*** DATA EXTRACT Section Begins ***

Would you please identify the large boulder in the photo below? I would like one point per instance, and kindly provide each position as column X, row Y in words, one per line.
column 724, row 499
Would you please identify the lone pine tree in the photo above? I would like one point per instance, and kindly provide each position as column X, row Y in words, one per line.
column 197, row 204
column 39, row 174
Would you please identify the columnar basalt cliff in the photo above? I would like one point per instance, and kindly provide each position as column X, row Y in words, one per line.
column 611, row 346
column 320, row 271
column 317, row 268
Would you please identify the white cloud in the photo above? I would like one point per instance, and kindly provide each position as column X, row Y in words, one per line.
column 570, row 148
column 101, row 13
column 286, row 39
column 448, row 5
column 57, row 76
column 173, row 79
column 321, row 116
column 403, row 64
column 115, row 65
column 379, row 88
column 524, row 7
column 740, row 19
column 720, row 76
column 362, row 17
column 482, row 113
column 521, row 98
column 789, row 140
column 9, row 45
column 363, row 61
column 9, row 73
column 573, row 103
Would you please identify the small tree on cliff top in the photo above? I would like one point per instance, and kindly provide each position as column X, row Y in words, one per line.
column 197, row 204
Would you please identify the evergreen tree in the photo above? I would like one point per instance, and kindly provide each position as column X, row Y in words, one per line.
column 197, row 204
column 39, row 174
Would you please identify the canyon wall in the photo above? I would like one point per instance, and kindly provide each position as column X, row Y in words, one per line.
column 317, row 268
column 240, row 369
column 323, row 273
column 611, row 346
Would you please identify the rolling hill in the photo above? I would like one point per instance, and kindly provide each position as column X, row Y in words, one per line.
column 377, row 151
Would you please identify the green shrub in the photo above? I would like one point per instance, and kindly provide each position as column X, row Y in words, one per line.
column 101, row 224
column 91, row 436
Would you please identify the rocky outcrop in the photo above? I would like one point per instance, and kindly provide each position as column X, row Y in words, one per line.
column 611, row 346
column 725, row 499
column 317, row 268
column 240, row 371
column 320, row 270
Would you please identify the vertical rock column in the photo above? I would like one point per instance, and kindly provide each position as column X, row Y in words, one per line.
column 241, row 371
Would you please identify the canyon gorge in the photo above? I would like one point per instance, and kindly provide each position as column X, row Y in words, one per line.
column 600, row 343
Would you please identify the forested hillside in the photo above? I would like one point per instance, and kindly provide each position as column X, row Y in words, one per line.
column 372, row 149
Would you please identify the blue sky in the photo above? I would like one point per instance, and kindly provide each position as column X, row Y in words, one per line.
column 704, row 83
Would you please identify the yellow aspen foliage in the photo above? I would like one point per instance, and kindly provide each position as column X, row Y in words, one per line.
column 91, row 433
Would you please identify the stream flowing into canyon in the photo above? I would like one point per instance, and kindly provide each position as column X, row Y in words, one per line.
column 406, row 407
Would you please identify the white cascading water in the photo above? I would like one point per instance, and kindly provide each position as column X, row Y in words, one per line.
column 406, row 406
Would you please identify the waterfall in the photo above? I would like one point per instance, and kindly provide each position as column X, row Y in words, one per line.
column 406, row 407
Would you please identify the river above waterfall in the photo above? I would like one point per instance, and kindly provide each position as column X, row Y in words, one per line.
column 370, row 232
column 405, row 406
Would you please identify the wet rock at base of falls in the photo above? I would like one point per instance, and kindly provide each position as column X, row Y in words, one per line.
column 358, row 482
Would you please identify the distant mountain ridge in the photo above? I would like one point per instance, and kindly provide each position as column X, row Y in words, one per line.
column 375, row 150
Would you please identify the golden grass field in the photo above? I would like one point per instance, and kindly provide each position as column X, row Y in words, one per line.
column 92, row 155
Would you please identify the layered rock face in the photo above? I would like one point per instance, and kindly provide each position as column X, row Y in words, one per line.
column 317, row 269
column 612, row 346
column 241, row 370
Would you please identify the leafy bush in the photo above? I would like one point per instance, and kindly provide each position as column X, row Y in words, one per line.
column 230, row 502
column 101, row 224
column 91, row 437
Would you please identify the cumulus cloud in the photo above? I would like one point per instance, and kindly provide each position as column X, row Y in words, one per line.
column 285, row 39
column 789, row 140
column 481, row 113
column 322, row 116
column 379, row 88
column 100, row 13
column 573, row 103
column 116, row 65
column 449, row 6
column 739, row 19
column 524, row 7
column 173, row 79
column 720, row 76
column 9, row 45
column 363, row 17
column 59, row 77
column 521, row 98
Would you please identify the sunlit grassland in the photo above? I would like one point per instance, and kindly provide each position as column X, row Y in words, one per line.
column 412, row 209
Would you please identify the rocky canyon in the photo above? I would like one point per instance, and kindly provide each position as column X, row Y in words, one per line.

*** DATA EXTRACT Section Ends ***

§ WORK INSTRUCTION
Retype all the data. Nothing may be left out or altered.

§ TASK RESPONSE
Would you please identify the large boulder in the photo below? I would like one point per instance, and kindly provide each position as column X, row Y in words, one per line.
column 724, row 499
Would you please identify the lone pine tree in the photo above? I would like one point per instance, and kindly provide each position as column X, row Y in words, one per line.
column 197, row 204
column 39, row 174
Would you please identify the columnar basalt cliff in the photo above? I would like one point per instance, and kindly provide each position as column X, row Y in words, one per line.
column 611, row 346
column 320, row 271
column 317, row 268
Would you please identify the white cloud in the photo above? I would like one point per instance, and kindly provide each position as column X, row Y in words, one per line.
column 570, row 148
column 101, row 13
column 286, row 39
column 448, row 5
column 57, row 76
column 173, row 79
column 321, row 116
column 403, row 64
column 115, row 65
column 379, row 88
column 524, row 7
column 740, row 19
column 720, row 76
column 362, row 17
column 482, row 113
column 521, row 98
column 789, row 140
column 9, row 45
column 363, row 61
column 9, row 73
column 573, row 103
Would you please identify the small tree on cliff top in the photo above? I would like one point per instance, and kindly provide each position as column X, row Y in words, one per line.
column 197, row 204
Would you please identify the evergreen tree in the photo above? I would like one point per instance, and kindly provide each position as column X, row Y in words, one per line.
column 197, row 204
column 39, row 174
Would you please identify the canyon wall in the photo above? I would like one point per instance, and kindly provide each position as column X, row Y in words, one per line.
column 317, row 268
column 240, row 369
column 323, row 273
column 611, row 346
Would you please identify the rolling hill in the photo above? I would like one point per instance, and kindly provide each position as column X, row Y in words, one per line.
column 377, row 151
Would you please identify the green shrub in the photo above? I would like one point per instance, and kindly provide each position as column X, row Y in words, one per line.
column 101, row 224
column 91, row 436
Would you please identify the rocky outcrop in the photo above? I would like one point per instance, and kindly provide each position as column X, row Y in words, one per line.
column 611, row 346
column 725, row 499
column 317, row 268
column 240, row 371
column 320, row 270
Would you please identify the vertical rock column in the photo above? I would like one point per instance, and kindly provide each position as column X, row Y in words, one per line.
column 241, row 371
Would you please identify the canyon gorge in the photo above? I would like one point per instance, and kindly provide each position as column X, row Y in words, one per line.
column 600, row 343
Would you please identify the forested hillside in the photo above? I would like one point per instance, and kindly provide each position as column X, row Y in words, one per line.
column 372, row 149
Would you please identify the blue sky in the photo above? I would like one point per instance, and kindly provide each position as column X, row Y in words, one per line.
column 704, row 83
Would you please identify the yellow aspen foliage in the photo above? I would like one point per instance, and kindly provide each position as column X, row Y in words, one per line.
column 91, row 433
Would you please identify the stream flowing into canyon in the photo above? I would like one point per instance, and kindly provide each position as column X, row Y in words, one per line.
column 406, row 407
Would you please identify the white cascading water in the photo above? I would like one point per instance, and kindly provide each position as column X, row Y in words, one per line.
column 406, row 406
Would you please identify the waterfall in the photo above? I would like one point per instance, and kindly provide each position as column X, row Y in words, one per line.
column 406, row 407
Would you please identify the river above waterfall in the photo above? I would like one point per instance, and kindly provide each position as column X, row Y in words, one per line.
column 370, row 232
column 405, row 406
Would you please identify the wet rock at base of falls in the photo above? I would like one point per instance, and kindly provide each position as column X, row Y in words, one per line.
column 358, row 482
Would you please identify the distant mountain ridge in the photo above? I would like one point per instance, and kindly provide each position as column X, row Y in words, one per line.
column 375, row 150
Would you please identify the golden grass field in the photo above? I would like one point per instance, and kindly provide each position as column X, row Y in words, one per line.
column 92, row 155
Would you please identify the layered rock face in the photo above? I would like one point per instance, and kindly provide each position as column X, row Y in words, one per line.
column 317, row 269
column 612, row 346
column 241, row 370
Would you please identify the leafy bush in the photo above? I would like one point per instance, and kindly provide each position as column X, row Y in words, one per line.
column 230, row 502
column 101, row 224
column 91, row 437
Would you please identify the cumulus cloud in the photo above? I would like one point per instance, and kindly provide each position as column X, row Y in words, one per line.
column 285, row 39
column 789, row 140
column 481, row 113
column 322, row 116
column 379, row 88
column 100, row 13
column 573, row 103
column 116, row 65
column 449, row 6
column 739, row 19
column 524, row 7
column 173, row 79
column 720, row 76
column 9, row 45
column 363, row 17
column 59, row 77
column 521, row 98
Would you please identify the sunlit grassland in the photo above? I would like one point per instance, and kindly provide each position as column X, row Y in words, one per line.
column 412, row 209
Would you please identify the rocky canyon in the photo above? I would like one point per instance, and kindly provide each position as column X, row Y in words, one per line.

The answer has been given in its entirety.